## [DATA FOR ANALYSIS]

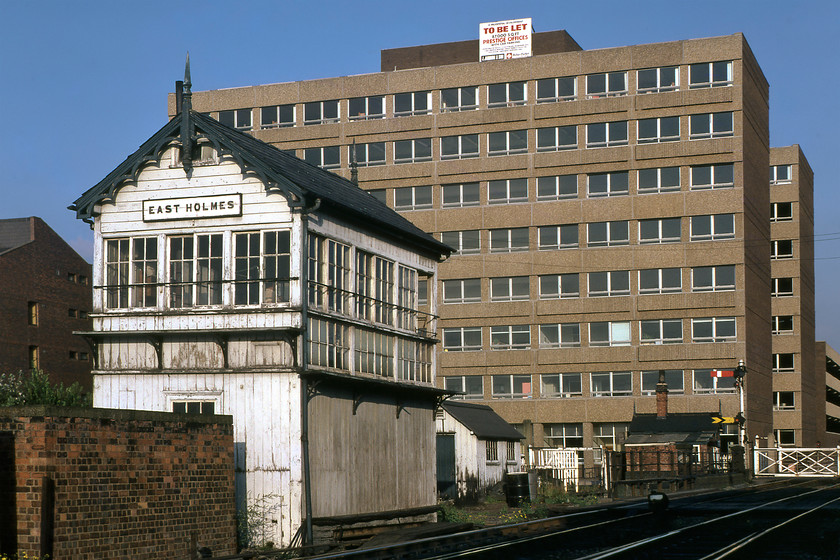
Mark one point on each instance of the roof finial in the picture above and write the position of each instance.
(186, 120)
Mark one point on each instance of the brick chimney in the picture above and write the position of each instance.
(661, 396)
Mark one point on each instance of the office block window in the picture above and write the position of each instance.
(713, 329)
(506, 191)
(781, 212)
(560, 335)
(601, 135)
(609, 84)
(704, 383)
(660, 280)
(562, 385)
(466, 290)
(613, 283)
(781, 287)
(663, 129)
(239, 119)
(782, 324)
(662, 230)
(710, 125)
(459, 99)
(783, 400)
(413, 151)
(366, 108)
(509, 288)
(658, 180)
(507, 143)
(608, 234)
(459, 147)
(563, 435)
(673, 378)
(554, 286)
(615, 183)
(511, 386)
(367, 155)
(508, 94)
(471, 385)
(413, 198)
(413, 103)
(550, 90)
(460, 195)
(611, 383)
(660, 331)
(781, 249)
(510, 337)
(277, 116)
(609, 333)
(556, 138)
(710, 74)
(783, 363)
(558, 237)
(556, 187)
(320, 112)
(327, 157)
(713, 278)
(467, 242)
(462, 339)
(715, 227)
(780, 174)
(508, 240)
(654, 80)
(705, 177)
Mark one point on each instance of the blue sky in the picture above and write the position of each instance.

## [TASK TO COMPLETE]
Leave the pictures out and print the records above exactly as they stand.

## [OUTPUT FOR THIS TASK]
Mark one point on each instance of the roof finial in the picture above and write the position of each instance.
(186, 120)
Mark one point on each instance of the brick chimney in the picture above and write the position of each instance.
(661, 396)
Mark one point on each instance of the office block window in the picture above and write the position of each instance.
(713, 329)
(506, 191)
(781, 212)
(560, 335)
(601, 135)
(609, 84)
(704, 383)
(660, 280)
(562, 385)
(466, 290)
(613, 283)
(781, 287)
(663, 129)
(239, 119)
(782, 324)
(662, 230)
(710, 125)
(459, 99)
(783, 400)
(413, 151)
(366, 108)
(509, 288)
(658, 180)
(507, 143)
(608, 234)
(459, 147)
(563, 435)
(673, 378)
(554, 286)
(615, 183)
(511, 386)
(367, 155)
(508, 94)
(471, 385)
(413, 198)
(413, 103)
(550, 90)
(460, 195)
(611, 383)
(660, 331)
(781, 249)
(510, 337)
(277, 116)
(609, 333)
(556, 138)
(710, 74)
(783, 363)
(558, 237)
(556, 187)
(320, 112)
(327, 157)
(713, 278)
(467, 242)
(462, 339)
(715, 227)
(780, 174)
(508, 240)
(654, 80)
(705, 177)
Mark one point on each instance of the blue sky in the picture above and write the position of each instance.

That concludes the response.